Material shown:
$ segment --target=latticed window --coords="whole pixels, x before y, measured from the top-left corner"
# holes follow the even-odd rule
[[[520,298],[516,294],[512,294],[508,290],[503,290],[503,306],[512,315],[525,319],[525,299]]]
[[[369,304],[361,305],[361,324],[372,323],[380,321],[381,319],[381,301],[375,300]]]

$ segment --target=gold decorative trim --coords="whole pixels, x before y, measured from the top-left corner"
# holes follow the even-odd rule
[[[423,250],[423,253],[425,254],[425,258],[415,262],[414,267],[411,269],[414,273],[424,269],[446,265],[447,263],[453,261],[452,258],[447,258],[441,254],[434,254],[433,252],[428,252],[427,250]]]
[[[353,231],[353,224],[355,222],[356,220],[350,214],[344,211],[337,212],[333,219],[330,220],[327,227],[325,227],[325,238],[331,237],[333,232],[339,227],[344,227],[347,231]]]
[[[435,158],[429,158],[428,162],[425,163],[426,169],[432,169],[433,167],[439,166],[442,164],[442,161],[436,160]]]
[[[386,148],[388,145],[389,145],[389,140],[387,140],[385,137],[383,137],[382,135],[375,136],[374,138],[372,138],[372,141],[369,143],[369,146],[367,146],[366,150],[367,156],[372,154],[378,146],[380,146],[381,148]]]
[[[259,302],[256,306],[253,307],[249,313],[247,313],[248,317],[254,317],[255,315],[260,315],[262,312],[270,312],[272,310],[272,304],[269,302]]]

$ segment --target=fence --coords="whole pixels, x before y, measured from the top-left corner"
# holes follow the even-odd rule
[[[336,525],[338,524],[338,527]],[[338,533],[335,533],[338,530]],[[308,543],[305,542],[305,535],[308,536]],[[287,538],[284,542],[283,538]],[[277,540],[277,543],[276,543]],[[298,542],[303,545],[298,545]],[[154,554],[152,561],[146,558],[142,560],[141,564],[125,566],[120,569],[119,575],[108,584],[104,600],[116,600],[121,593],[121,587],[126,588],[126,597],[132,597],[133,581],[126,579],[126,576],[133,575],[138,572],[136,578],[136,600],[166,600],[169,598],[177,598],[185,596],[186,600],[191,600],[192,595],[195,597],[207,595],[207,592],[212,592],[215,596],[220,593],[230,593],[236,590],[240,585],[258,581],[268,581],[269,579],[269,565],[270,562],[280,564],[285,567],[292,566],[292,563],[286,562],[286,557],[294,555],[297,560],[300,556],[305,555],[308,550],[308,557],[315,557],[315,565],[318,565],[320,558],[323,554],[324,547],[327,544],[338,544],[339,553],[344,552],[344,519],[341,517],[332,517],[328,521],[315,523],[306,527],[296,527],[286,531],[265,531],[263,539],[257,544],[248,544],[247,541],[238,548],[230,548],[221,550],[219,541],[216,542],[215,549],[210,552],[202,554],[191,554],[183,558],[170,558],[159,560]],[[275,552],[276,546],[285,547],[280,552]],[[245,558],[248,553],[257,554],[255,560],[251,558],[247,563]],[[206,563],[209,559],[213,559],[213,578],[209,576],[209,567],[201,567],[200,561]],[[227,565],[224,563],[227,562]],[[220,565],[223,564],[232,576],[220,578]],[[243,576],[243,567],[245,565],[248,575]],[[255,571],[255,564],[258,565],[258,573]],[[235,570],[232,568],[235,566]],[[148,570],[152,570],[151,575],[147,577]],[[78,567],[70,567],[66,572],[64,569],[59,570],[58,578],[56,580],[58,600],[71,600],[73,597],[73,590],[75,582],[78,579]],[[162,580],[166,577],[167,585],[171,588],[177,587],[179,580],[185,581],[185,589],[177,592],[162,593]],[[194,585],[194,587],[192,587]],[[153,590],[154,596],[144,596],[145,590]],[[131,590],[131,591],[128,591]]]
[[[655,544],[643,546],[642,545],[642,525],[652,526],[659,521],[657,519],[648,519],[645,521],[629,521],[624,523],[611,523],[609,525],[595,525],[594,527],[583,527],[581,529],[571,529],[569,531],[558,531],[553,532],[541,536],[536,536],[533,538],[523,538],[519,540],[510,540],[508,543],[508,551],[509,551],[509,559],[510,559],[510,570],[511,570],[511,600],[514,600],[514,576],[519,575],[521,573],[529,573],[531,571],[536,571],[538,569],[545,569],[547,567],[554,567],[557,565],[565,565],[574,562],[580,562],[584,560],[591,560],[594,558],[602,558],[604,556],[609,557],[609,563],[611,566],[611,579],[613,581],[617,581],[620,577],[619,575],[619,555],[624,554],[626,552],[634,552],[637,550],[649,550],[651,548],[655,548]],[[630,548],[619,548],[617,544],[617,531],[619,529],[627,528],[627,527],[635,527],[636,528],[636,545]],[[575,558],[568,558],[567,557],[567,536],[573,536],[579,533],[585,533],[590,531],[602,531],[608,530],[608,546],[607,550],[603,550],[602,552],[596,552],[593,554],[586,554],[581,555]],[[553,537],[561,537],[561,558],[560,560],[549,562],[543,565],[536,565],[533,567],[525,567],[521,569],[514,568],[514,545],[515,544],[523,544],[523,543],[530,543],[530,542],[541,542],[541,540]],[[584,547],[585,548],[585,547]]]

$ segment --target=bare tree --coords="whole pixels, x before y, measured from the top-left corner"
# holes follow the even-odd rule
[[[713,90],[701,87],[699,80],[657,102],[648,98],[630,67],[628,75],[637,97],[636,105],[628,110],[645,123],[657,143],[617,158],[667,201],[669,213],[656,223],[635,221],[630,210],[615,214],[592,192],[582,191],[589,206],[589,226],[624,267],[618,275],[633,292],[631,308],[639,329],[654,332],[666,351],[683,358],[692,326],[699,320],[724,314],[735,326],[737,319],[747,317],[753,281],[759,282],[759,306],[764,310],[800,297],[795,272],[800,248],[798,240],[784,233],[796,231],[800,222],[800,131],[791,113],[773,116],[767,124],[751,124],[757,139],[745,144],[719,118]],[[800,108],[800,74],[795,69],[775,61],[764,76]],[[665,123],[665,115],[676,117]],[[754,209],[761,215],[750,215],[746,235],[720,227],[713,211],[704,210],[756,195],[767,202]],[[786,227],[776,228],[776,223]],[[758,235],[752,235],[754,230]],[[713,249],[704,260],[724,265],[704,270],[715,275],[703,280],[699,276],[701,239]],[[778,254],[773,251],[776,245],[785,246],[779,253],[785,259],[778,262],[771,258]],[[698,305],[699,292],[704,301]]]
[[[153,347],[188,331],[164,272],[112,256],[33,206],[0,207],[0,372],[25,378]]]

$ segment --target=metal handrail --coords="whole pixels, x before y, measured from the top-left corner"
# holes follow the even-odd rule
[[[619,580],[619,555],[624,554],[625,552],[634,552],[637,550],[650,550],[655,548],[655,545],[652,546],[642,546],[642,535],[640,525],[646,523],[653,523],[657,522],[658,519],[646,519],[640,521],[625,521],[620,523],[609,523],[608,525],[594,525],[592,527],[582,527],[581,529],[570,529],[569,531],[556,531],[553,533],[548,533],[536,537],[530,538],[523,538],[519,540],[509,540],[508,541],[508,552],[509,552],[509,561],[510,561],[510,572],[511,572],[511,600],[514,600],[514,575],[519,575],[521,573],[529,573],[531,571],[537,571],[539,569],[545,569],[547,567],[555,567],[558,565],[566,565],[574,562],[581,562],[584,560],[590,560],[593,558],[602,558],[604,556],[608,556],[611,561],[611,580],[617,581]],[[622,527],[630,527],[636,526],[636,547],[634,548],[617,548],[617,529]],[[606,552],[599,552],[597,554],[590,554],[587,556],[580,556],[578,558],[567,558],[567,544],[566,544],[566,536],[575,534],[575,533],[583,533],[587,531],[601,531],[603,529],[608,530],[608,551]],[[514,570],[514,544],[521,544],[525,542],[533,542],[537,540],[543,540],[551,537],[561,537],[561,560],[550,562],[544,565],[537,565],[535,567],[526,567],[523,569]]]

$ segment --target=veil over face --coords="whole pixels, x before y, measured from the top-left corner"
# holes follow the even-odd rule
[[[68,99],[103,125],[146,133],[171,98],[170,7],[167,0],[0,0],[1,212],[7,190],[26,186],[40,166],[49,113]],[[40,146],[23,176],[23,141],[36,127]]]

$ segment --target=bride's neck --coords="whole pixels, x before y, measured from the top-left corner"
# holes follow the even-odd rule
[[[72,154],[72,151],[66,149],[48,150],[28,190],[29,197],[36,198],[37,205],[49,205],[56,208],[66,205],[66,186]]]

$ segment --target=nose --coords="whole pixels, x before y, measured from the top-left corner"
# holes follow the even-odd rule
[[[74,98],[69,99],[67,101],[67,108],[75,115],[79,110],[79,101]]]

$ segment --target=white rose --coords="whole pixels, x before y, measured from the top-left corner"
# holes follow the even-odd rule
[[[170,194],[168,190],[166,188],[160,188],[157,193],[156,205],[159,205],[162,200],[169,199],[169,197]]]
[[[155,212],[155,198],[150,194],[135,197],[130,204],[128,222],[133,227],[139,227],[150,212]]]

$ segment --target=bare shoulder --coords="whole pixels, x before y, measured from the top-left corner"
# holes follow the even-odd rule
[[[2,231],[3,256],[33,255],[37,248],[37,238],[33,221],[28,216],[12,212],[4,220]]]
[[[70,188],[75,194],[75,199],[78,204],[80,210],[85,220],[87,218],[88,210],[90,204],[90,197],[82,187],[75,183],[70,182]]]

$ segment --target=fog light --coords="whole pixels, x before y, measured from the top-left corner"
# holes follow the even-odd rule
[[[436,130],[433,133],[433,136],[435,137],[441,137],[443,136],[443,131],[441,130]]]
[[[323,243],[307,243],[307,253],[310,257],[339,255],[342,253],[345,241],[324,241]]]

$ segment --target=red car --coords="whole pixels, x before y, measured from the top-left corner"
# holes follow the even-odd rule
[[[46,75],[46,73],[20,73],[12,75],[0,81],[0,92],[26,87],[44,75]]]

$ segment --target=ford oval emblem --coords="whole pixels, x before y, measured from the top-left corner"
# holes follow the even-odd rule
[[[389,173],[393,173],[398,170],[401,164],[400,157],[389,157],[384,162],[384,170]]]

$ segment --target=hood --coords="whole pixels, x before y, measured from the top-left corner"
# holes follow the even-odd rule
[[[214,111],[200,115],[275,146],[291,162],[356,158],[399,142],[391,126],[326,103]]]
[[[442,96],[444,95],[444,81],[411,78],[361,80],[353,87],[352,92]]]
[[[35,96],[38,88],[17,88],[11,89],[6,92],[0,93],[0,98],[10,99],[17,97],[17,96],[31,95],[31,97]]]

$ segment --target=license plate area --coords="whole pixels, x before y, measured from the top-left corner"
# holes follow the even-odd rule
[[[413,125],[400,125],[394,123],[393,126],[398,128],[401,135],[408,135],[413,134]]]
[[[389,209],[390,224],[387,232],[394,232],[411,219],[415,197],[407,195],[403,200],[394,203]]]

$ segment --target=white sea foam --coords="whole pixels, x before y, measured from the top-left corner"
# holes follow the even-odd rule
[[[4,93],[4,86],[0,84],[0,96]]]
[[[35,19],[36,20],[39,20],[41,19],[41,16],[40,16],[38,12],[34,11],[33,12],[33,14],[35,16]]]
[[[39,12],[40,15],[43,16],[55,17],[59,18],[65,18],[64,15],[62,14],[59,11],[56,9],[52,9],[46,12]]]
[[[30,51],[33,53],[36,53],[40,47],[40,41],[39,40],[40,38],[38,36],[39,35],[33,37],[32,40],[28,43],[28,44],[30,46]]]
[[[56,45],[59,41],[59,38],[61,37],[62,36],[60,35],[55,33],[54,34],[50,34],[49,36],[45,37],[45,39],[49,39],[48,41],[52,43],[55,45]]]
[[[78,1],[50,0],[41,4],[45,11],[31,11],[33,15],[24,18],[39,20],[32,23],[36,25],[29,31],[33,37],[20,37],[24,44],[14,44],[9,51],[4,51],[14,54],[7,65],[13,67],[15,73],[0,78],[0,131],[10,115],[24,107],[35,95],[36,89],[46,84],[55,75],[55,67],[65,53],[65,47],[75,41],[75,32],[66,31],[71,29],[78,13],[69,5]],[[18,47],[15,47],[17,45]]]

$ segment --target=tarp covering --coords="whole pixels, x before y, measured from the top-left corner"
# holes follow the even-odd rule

Work to be completed:
Set down only these lines, exactly: the line containing "segment --target=red car" and each line after it, through the end of the listing.

Answer for this exercise:
$ segment --target=red car --coords="whole pixels, x before y, measured from the top-left corner"
# holes follow the even-odd rule
[[[46,75],[46,73],[20,73],[12,75],[0,81],[0,92],[26,87],[44,75]]]

$ segment --target=ford oval emblem --coords="whole pixels, x before y, measured from the top-left corner"
# holes follow the even-odd rule
[[[389,173],[393,173],[398,170],[401,164],[400,157],[389,157],[384,162],[384,170]]]

$ segment --target=hood --coords="whole pixels, x before y, measured from the top-left corner"
# holes follow the even-odd rule
[[[214,111],[200,115],[275,146],[291,162],[356,158],[399,142],[391,126],[326,103]]]
[[[442,96],[444,95],[444,81],[411,78],[361,80],[353,87],[352,92]]]
[[[35,96],[38,88],[17,88],[11,89],[6,92],[0,93],[0,98],[10,99],[17,97],[17,96],[31,95],[31,97]]]

$ segment --target=license plate area --coords="whole pixels, x before y, measured from the top-left corner"
# holes follow the even-odd rule
[[[413,125],[400,125],[394,123],[393,126],[398,128],[401,135],[408,135],[413,134]]]
[[[389,209],[390,224],[387,232],[394,232],[411,219],[415,197],[407,195],[403,200],[394,203]]]

$ segment --target=white sea foam --coords="whole pixels, x before y, measured from the top-left corner"
# holes follow the even-odd rule
[[[4,93],[4,86],[0,84],[0,96]]]
[[[35,19],[36,20],[39,20],[41,19],[41,16],[40,16],[38,12],[34,11],[33,12],[33,14],[35,16]]]
[[[39,12],[40,15],[43,16],[55,17],[59,18],[65,18],[64,15],[62,14],[59,11],[56,9],[52,9],[46,12]]]
[[[30,51],[33,53],[36,53],[40,47],[40,41],[39,40],[40,38],[38,36],[39,35],[33,37],[32,40],[28,43],[28,44],[30,46]]]
[[[56,45],[59,41],[59,38],[61,37],[62,36],[60,35],[55,33],[54,34],[50,34],[49,36],[45,37],[45,39],[49,39],[48,41],[52,43],[55,45]]]
[[[78,1],[50,0],[41,4],[45,11],[31,11],[33,15],[24,18],[39,20],[32,23],[36,25],[29,31],[33,37],[20,37],[24,44],[14,44],[9,51],[4,51],[14,54],[7,65],[13,67],[15,73],[0,78],[0,131],[10,115],[24,107],[35,95],[36,89],[46,84],[55,75],[55,67],[65,53],[65,47],[75,41],[75,32],[66,31],[71,29],[78,13],[69,5]],[[18,47],[15,47],[17,45]]]

$ segment --target=tarp covering --coords="whole pixels, x before y, measured from the top-left corner"
# holes follow the even-odd rule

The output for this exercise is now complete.